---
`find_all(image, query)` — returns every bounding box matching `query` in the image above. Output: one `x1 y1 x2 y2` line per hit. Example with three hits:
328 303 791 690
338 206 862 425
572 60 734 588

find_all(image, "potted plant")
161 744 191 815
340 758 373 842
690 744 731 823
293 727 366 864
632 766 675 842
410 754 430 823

==

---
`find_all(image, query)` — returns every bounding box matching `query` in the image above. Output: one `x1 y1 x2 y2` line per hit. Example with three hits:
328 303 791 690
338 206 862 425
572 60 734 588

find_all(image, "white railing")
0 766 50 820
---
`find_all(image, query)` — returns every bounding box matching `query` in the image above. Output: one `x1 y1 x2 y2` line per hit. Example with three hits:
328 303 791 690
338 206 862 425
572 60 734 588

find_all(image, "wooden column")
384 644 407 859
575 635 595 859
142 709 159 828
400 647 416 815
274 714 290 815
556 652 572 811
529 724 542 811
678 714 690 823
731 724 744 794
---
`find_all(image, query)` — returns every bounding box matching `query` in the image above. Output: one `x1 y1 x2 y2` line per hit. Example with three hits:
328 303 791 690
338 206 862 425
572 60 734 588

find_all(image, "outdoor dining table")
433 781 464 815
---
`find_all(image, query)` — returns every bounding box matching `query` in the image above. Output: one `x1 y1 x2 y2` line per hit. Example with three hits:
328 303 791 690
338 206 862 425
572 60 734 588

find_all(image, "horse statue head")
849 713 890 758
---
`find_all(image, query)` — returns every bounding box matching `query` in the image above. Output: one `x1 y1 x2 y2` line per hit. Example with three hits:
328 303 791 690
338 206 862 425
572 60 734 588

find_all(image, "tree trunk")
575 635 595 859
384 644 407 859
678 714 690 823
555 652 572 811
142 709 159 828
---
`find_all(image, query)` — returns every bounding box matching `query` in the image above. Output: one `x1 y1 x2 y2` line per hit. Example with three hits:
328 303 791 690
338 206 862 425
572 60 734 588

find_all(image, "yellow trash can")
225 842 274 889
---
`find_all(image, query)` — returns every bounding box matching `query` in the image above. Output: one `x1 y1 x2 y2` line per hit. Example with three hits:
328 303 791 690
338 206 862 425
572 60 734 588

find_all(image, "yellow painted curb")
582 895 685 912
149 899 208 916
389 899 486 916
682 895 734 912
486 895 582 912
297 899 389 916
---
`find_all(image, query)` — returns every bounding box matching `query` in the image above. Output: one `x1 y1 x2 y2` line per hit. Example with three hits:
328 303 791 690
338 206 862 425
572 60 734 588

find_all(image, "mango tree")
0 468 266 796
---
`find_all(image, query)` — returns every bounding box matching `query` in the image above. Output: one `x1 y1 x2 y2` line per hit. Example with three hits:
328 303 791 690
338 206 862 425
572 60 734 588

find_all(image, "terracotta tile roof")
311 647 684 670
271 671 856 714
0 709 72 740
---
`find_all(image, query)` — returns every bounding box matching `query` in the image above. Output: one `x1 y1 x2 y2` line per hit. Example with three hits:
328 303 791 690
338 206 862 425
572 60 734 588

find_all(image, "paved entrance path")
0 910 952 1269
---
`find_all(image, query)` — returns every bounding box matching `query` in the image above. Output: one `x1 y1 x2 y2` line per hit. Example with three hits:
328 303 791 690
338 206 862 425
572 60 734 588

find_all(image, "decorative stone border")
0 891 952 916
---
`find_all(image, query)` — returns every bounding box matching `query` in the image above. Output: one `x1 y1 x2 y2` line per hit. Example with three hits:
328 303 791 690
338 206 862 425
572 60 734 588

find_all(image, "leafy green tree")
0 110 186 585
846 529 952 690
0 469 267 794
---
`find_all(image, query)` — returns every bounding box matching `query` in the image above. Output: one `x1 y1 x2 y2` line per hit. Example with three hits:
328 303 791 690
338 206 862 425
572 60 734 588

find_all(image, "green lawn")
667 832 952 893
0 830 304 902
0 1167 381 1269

---

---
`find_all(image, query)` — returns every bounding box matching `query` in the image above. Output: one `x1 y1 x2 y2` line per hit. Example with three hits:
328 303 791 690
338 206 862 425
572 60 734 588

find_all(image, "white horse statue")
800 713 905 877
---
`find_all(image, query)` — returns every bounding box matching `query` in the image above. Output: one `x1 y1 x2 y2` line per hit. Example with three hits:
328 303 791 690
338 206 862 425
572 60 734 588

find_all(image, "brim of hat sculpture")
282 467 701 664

GOAL OF THE EXERCISE: Copy out each line in the rows above that contains the string "tree", matching its case exactly.

THE RESULT:
find_all(image, "tree trunk")
find_all(image, "mango tree")
find_all(image, "leafy green tree")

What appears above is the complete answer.